[Raw records]
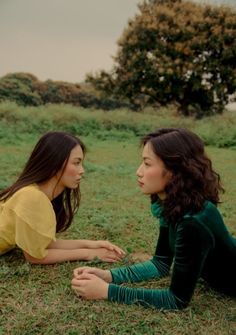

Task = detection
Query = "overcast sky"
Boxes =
[0,0,236,82]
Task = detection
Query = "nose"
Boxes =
[79,165,85,175]
[136,164,143,178]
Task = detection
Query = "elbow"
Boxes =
[24,251,50,264]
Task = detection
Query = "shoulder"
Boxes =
[176,214,215,245]
[5,184,52,208]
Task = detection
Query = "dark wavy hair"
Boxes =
[141,128,224,223]
[0,131,86,232]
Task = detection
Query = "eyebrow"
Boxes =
[73,157,83,162]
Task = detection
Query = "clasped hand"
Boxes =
[91,241,125,263]
[71,266,112,300]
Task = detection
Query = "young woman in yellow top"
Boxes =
[0,132,124,264]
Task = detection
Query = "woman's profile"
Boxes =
[0,131,124,264]
[72,128,236,309]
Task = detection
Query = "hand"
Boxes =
[88,248,122,263]
[93,240,125,258]
[73,266,112,283]
[71,273,108,300]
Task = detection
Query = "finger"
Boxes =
[73,266,85,277]
[109,245,125,256]
[76,272,98,284]
[103,257,121,263]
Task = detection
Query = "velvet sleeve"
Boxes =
[108,219,214,310]
[111,226,173,284]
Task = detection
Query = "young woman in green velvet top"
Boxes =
[72,128,236,309]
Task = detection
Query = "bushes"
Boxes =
[0,102,236,148]
[0,73,132,110]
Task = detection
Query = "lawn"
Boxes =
[0,103,236,335]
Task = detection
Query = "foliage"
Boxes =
[0,73,42,106]
[87,0,236,117]
[0,109,236,335]
[0,102,236,148]
[0,72,132,110]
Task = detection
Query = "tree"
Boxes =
[87,0,236,117]
[0,72,42,106]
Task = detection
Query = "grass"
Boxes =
[0,106,236,335]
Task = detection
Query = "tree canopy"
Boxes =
[87,0,236,117]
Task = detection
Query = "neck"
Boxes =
[38,178,64,201]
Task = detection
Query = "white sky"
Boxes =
[0,0,236,82]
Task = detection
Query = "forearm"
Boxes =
[111,258,170,284]
[108,284,187,310]
[48,240,95,249]
[24,249,96,264]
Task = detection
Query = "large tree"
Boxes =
[87,0,236,117]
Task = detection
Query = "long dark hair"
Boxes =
[0,131,86,232]
[141,128,224,223]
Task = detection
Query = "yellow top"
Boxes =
[0,184,56,259]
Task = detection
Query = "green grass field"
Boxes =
[0,104,236,335]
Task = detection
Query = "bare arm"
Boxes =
[47,240,125,256]
[24,248,121,264]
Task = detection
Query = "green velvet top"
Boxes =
[108,201,236,309]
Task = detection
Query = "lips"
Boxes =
[138,180,144,187]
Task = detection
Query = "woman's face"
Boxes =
[58,145,84,189]
[136,142,172,200]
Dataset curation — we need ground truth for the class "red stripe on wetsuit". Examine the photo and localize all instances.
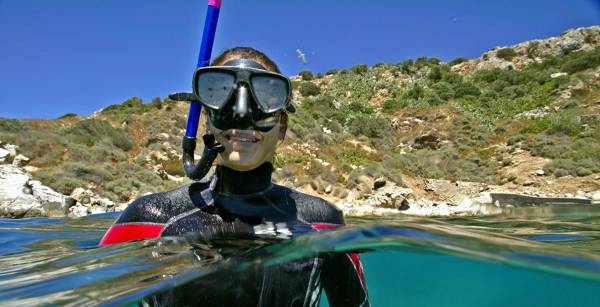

[Instructions to follow] Starting at the first of the rows and ending with the line that contains "[0,73,132,110]", write the rows out again, substituting "Prompt" for every "Query" and keeping everything else the same. Leave the pictures out.

[Result of this exercise]
Task = detection
Prompt = "overcast sky"
Boxes =
[0,0,236,82]
Task = detection
Prompt = "nose"
Boxes =
[79,165,85,175]
[136,164,143,178]
Task = detection
Prompt = "elbow"
Boxes =
[24,251,50,264]
Task = detection
Prompt = "shoulder"
Boxes =
[176,214,215,245]
[5,184,52,208]
Task = detection
Prompt = "dark wavy hair"
Boxes =
[141,128,224,223]
[0,131,86,232]
Task = detection
Prompt = "eyebrow"
Boxes =
[73,157,83,162]
Task = detection
Prompt = "clasped hand"
Boxes =
[91,241,125,263]
[71,266,112,300]
Task = detection
Prompt = "young woman in yellow top"
Boxes =
[0,132,124,264]
Task = detection
Prompt = "woman's profile"
Boxes =
[0,131,124,264]
[72,128,236,309]
Task = detection
Prompt = "hand"
Boxes =
[88,248,122,263]
[93,240,125,258]
[73,266,112,283]
[71,273,108,300]
Task = detection
Prompt = "finger"
Boxes =
[73,266,85,277]
[109,245,125,256]
[76,272,98,284]
[103,257,121,263]
Task = detection
Prompt = "velvet sleeve"
Boxes =
[108,219,214,310]
[111,226,173,284]
Task = detection
Prompt = "young woman in green velvet top"
Boxes =
[72,128,236,309]
Task = detection
Prompt = "bushes"
Boxes =
[0,102,236,148]
[0,73,132,110]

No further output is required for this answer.